> PROBLEM DETAILS:
Can you render the material below as a two-column CSV with the header "request,points", one row per request, putting its text and its answer each in a single quoted field with line breaks replaced by spaces and leaving out the pictures?
━━━━━━━━━━━━━━━━
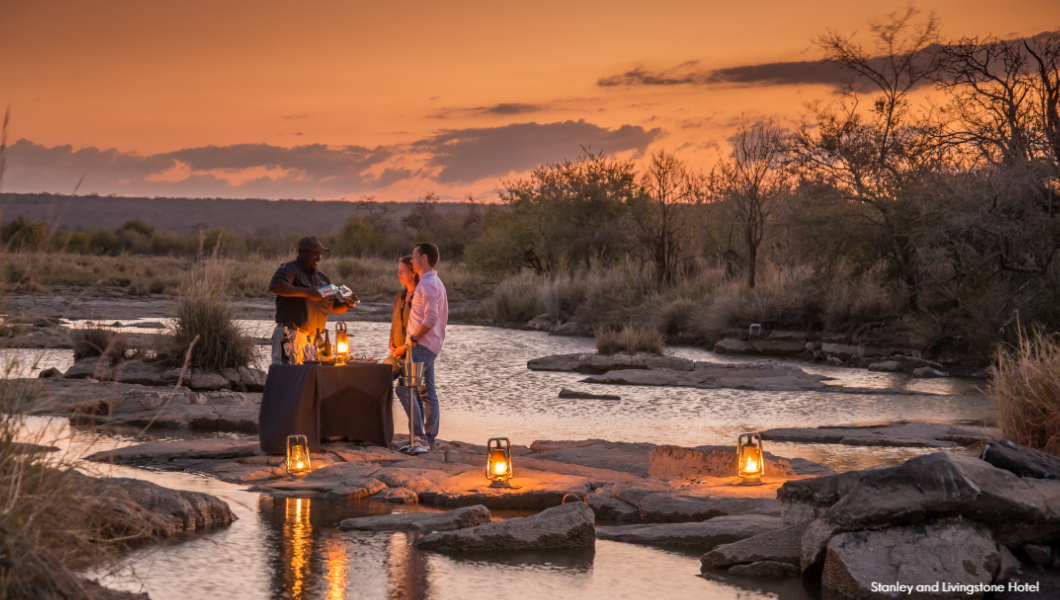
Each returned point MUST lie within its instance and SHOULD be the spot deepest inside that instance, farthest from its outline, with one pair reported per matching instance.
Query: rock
(676, 507)
(175, 510)
(1039, 553)
(928, 372)
(778, 347)
(954, 551)
(204, 381)
(93, 367)
(607, 508)
(421, 522)
(778, 546)
(1021, 460)
(937, 486)
(624, 457)
(675, 462)
(580, 394)
(705, 534)
(253, 380)
(532, 490)
(764, 569)
(735, 347)
(396, 495)
(565, 526)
━━━━━━━━━━━━━━━━
> RESULT BELOW:
request,points
"Each returned point MUST lie within its instance and SHOULD be the spot deepest inside that instance, farthest from its outline, with one pair reported per matching instance. Query: rock","(676, 507) (175, 510) (1039, 553) (928, 372) (778, 347) (954, 551) (204, 381) (93, 367) (607, 508) (421, 522) (778, 546) (1021, 460) (937, 486) (624, 457) (675, 462) (580, 394) (705, 534) (253, 380) (532, 490) (764, 569) (735, 347) (396, 495) (565, 526)"